What you need to do
Can you write out the whole listing exactly?

▽

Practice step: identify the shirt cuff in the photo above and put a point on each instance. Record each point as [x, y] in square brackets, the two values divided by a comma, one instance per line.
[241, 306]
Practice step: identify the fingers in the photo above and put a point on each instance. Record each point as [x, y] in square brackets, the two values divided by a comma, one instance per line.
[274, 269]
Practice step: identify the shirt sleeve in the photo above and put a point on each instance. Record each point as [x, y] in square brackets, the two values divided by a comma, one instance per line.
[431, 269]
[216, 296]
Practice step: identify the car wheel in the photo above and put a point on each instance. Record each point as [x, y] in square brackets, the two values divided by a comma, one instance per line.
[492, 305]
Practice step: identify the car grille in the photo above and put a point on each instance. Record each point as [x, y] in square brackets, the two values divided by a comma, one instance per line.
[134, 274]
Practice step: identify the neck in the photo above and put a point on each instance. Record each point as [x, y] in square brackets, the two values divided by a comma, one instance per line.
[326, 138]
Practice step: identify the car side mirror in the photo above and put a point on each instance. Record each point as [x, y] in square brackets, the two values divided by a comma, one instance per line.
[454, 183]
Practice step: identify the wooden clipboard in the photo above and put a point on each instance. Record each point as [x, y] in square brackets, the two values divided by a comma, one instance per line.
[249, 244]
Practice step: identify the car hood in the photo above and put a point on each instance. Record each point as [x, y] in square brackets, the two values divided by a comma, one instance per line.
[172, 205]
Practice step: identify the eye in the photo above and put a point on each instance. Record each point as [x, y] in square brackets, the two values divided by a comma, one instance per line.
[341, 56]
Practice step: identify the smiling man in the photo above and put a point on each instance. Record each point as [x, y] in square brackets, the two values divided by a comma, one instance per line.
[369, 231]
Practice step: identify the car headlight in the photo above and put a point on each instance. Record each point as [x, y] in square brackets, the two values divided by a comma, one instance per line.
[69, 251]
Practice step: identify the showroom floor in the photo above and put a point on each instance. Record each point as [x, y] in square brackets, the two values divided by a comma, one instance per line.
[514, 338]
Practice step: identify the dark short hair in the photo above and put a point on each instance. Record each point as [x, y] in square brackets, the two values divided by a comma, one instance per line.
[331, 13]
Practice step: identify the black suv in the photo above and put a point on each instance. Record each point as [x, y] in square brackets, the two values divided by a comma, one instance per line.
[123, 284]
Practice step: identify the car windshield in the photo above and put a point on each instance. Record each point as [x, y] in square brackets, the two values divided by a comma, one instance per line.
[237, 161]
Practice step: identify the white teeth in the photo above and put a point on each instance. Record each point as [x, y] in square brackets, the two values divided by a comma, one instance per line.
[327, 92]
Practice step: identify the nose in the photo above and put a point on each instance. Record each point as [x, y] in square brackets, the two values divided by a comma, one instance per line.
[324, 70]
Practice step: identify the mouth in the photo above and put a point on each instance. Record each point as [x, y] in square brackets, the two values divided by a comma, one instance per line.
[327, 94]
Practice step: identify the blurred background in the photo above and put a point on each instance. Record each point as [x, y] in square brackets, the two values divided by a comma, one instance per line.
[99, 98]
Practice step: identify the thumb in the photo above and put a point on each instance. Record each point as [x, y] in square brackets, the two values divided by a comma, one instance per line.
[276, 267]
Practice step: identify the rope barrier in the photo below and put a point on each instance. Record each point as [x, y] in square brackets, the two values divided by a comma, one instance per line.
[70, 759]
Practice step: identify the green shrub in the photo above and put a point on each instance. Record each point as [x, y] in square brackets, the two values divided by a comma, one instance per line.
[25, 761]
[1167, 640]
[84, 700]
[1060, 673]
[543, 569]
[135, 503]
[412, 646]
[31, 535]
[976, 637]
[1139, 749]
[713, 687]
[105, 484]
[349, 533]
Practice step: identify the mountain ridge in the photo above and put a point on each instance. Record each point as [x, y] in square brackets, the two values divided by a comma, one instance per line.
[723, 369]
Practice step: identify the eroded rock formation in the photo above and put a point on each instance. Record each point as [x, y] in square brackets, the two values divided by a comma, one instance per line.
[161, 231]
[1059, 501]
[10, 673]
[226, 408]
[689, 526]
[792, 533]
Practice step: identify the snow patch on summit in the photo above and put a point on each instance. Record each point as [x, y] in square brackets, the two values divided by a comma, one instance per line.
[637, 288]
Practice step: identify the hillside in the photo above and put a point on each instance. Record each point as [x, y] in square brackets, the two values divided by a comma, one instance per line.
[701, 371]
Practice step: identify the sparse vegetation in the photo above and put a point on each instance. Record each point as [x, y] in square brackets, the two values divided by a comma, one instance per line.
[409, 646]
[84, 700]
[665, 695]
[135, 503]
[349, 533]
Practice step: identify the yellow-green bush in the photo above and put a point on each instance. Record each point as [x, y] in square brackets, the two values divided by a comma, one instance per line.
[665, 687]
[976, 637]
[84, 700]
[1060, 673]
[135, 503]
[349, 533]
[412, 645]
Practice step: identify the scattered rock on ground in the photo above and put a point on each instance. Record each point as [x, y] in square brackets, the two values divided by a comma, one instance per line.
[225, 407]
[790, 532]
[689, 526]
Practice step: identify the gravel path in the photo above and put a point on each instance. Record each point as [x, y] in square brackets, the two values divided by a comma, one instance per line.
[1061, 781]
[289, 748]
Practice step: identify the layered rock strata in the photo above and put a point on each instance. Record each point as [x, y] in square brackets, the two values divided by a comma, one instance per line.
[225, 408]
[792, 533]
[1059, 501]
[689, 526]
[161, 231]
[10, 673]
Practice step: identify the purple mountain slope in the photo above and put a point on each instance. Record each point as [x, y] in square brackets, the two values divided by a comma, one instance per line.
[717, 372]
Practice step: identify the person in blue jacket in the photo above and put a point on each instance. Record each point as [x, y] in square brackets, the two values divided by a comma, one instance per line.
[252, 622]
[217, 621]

△

Output for this task
Practice step: identify the shirt cuff in the photo above and put a point on each instance. Record each point as [x, y] in square brackets, the two values divided by a comma, one instance per line.
[241, 306]
Practice step: identify the fingers in the photo above and put a point on each instance. Record each point as [x, y] in square brackets, the two values divided by a comma, one instance per line.
[274, 269]
Practice step: identify the shirt sleeve in the photo above and put a point on each instance. Record each point as [x, y] in square brackets, the two values divided by a comma, one instance per line.
[431, 269]
[216, 296]
Practice step: identify the car wheel in the photo above and put a point on each instance. Record each point as [x, y] in square brackets, the two values divided by a comma, one instance per line.
[492, 305]
Practice step: identify the car grille in the photo above and put a point on each instance. Record each point as [x, y] in square brackets, the two values divided by a comma, one instance per line.
[134, 274]
Practice step: identify the neck in the photo above and put a point on each instance. Record each point as [x, y] in square brackets, the two values divided by a comma, one instance per line.
[326, 138]
Practice step: identify the car side mirror in the photo above and put a point on each instance. Record each point as [x, y] in square brackets, the two values divided by a comma, one instance per line.
[454, 183]
Practice step: identify the wooden clipboard in the photo above and put a point on each instance. Record each point as [x, y] in square brackets, the two values divided by a comma, one instance per line.
[249, 244]
Practice step: identify the car hood in the photo above and put a point on each instance. Record each point as [x, y] in square brackets, the two values divided by a comma, one instance per line.
[172, 205]
Practice step: identify the eye in the photo above and put a point on each instance. Record each point as [x, y] in square brackets, the two values divided by a comma, one instance per line.
[341, 56]
Practice step: identify the smiling man in the photo above and put a point on each instance. Record each point as [x, y] in square brackets, the two values divided by a comma, one instance per line.
[369, 231]
Practice step: identify the car headlight in the photo above and put a point on each instance. Record each point as [x, y] in square brackets, the two values divided by a comma, one instance per line.
[69, 251]
Practice step: identify the showroom floor in the photo above and put a point on each instance. Record each point as [x, y] in square brackets, the two values divided by a comma, one instance per line.
[514, 338]
Practice step: identify the dark short hair in the photo above and put a point on each instance. Record each point as [x, y] in square brackets, the two values divided by a comma, one instance per line.
[331, 13]
Practice step: identify the black suv in the photo above and put a point on each instance. Record each point as [x, y] in square brackets, the two values divided by a comma, one instance per line.
[123, 284]
Practice step: identify the car windshield in the photo above and put a point on each instance. Record each point as [x, y] in square brackets, the two values divided by a comma, one instance per line.
[237, 161]
Practice step: identify the white teeth in the photo above and put a point on each instance. Record each point as [x, y] in square brackets, the two values divided by a comma, one instance per line.
[327, 92]
Practice step: identify the nose in the photo above and put a point on each instance. Record each point as [x, y] in square brackets, the two values divided by a comma, one instance per line.
[324, 70]
Practice step: identify the mouth in the photo above and put a point on each instance. Record each point as [x, y] in square brackets, the two values divided by a comma, one instance per line.
[327, 94]
Practice step: identify the blurred background in the photo above and put a point on each instance. Record each point as [x, y] in square brackets, the two values divided by a comma, one instance per line.
[99, 98]
Practice step: identify the thumb in the photo above and put a point on each instance. Record each point as [x, y] in square brackets, the two values divided by a comma, one instance per line.
[276, 267]
Practice step: identify the rope barrier in the photo below and put a point on each instance. Record each point as [x, y] in square brackets, the two values divided by a comma, one instance per line.
[70, 759]
Practice step: identify the green shrub in the photo above and put a point on each instance. Record each point as [x, y] in square brackets, the two values divided by a comma, one instance per line.
[25, 761]
[1167, 640]
[84, 700]
[1060, 673]
[543, 569]
[135, 503]
[412, 646]
[31, 535]
[976, 637]
[1139, 749]
[713, 687]
[105, 484]
[349, 533]
Practice step: identify the mountain ridge in the photo above and put a point on each instance. Record each point as [x, y] in square brackets, the two values divided by a comma, one instance per line.
[723, 369]
Practice step: identify the eroded rock formation in the photo above and put a point on each instance. Record each point as [x, y] in square brackets, the two values divided by a comma, one instance per line.
[161, 231]
[1059, 501]
[10, 673]
[226, 408]
[689, 526]
[792, 533]
Practice step: identify the snow patch on summit in the photo above and put a point on each instance. Record each point as [x, y] in square brackets, the two values divided by a comma, one instance per line.
[637, 288]
Practice step: identify the hillside in the photo above and put a point on each instance. Record each point as [x, y] in square brackets, the two values divided by a comma, one instance per line.
[701, 371]
Practice step: identify the sparse vegetation in the photo above and put a point on each instance. Record each point as [x, y] in square brackets, the two values divided by a comma, one instance per line.
[409, 646]
[84, 700]
[665, 695]
[135, 503]
[349, 533]
Practice step: identify the yellow-green bush in the photo above and put a point on each instance. Record each point as [x, y] in square brackets, the two values divided by a comma, one instance per line.
[665, 687]
[976, 637]
[84, 700]
[1060, 673]
[135, 503]
[349, 533]
[412, 645]
Practice step: identify the scattered rock on ground in the photo above and put a point on each instance. Record each point as [x, y] in square brackets, the two values divided by a comma, one instance per line.
[225, 407]
[790, 532]
[689, 526]
Practice step: identify the gravel path in the photo above and put a point on each instance. Record each point as [x, y] in square brackets, the two values divided by a comma, one instance per line.
[1061, 781]
[289, 748]
Practice step: identify the layered rock strata in the photo above and put a point on each instance. Record each point as [x, y] in square brackets, the two values divided by a comma, one instance per line.
[225, 408]
[792, 533]
[1059, 501]
[689, 526]
[161, 231]
[10, 673]
Practice step: identify the purple mountain slope in the photo above and put a point on each instance. Record each point as [x, y] in square brackets, the two values divided by a comma, one instance per line.
[717, 372]
Practice step: identify the person in blue jacket in the photo above and put a point on each instance. Record each point as [x, y] in square brackets, the two values divided by a comma, one instance per line.
[252, 622]
[217, 621]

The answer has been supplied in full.